■ **Task to carry out**: Return all of the entries exactly as written.
>>>
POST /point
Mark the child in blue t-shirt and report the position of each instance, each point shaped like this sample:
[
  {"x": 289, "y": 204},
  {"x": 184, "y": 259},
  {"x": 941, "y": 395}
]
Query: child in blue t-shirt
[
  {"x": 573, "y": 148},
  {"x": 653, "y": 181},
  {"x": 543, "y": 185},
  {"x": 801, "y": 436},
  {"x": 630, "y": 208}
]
<<<
■ **Worked solution**:
POST /point
Mark the child in blue t-shirt and report the position of each instance, each point shaped like this sample:
[
  {"x": 289, "y": 204},
  {"x": 184, "y": 259},
  {"x": 941, "y": 395}
]
Query: child in blue t-shirt
[
  {"x": 573, "y": 148},
  {"x": 653, "y": 181},
  {"x": 543, "y": 185},
  {"x": 801, "y": 436},
  {"x": 630, "y": 208}
]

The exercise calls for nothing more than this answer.